— Begin MATERIAL TO PROCESS —
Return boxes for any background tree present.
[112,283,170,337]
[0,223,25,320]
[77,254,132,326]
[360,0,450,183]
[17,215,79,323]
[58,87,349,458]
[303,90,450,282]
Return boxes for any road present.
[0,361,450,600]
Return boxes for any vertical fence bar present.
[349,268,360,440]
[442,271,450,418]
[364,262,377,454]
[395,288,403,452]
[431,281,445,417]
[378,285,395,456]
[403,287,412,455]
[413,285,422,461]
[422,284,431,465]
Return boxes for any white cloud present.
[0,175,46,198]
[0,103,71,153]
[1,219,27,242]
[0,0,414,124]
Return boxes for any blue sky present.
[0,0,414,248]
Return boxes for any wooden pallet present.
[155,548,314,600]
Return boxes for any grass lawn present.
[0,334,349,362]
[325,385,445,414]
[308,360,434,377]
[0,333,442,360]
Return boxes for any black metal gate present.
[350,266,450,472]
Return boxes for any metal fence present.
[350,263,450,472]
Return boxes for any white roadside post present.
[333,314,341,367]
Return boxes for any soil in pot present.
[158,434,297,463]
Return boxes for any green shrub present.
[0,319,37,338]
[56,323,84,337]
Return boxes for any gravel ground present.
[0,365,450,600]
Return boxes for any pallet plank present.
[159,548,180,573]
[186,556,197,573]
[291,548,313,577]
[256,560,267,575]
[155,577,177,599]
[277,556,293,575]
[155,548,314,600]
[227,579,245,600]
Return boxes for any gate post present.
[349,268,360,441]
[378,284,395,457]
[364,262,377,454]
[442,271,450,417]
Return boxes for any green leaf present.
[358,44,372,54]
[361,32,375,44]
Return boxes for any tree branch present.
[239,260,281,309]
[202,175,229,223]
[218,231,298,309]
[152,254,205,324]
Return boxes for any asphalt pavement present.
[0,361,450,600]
— End MATERIAL TO PROCESS —
* EXERCISE TASK *
Render every line of the records above as a JSON list of strings, one string per line, leaving out blank lines.

* CORRECT RESULT *
[
  "Return boxes for any background tree present.",
  "[112,283,170,337]",
  "[0,223,25,320]",
  "[77,254,132,326]",
  "[360,0,450,183]",
  "[17,215,79,323]",
  "[58,87,349,458]",
  "[303,90,450,282]",
  "Return boxes for any road present.",
  "[0,361,450,600]",
  "Return boxes for any vertical fence bar present.",
  "[349,268,360,440]",
  "[442,271,450,418]",
  "[364,262,377,454]",
  "[395,288,403,452]",
  "[431,281,445,417]",
  "[378,285,395,456]",
  "[403,287,412,455]",
  "[413,285,422,461]",
  "[422,284,431,465]",
  "Return boxes for any white cloud present.",
  "[0,175,46,198]",
  "[0,103,71,153]",
  "[1,219,27,242]",
  "[0,0,414,124]",
  "Return boxes for any blue sky present.",
  "[0,0,414,248]",
  "Return boxes for any wooden pallet present.",
  "[155,548,314,600]",
  "Return boxes for any grass lawn present.",
  "[0,334,349,362]",
  "[325,385,445,414]",
  "[308,360,434,377]",
  "[0,333,442,360]",
  "Return boxes for any black metal gate present.",
  "[350,266,450,472]",
  "Return boxes for any metal fence present.",
  "[350,263,450,472]",
  "Return boxes for any white roadside post present.",
  "[333,314,341,367]",
  "Return boxes for any soil in pot present.",
  "[158,434,297,463]",
  "Return boxes for any green shrub present.",
  "[0,319,37,338]",
  "[56,323,84,337]",
  "Return boxes for any gravel ground present.",
  "[0,365,450,600]",
  "Return boxes for any pallet plank present.",
  "[159,548,180,573]",
  "[186,556,197,573]",
  "[291,548,313,577]",
  "[256,560,267,575]",
  "[155,577,177,599]",
  "[277,556,293,575]",
  "[155,548,314,600]",
  "[227,579,245,600]",
  "Return boxes for any gate post present.",
  "[349,268,360,441]",
  "[378,284,395,457]",
  "[364,262,377,454]",
  "[442,271,450,417]",
  "Return boxes for any green leaf present.",
  "[358,44,372,54]",
  "[361,32,375,44]",
  "Return boxes for any tree branch present.",
  "[239,260,281,309]",
  "[202,175,229,223]",
  "[218,231,298,309]",
  "[152,254,205,324]",
  "Return boxes for any asphalt pavement present.",
  "[0,361,450,600]"
]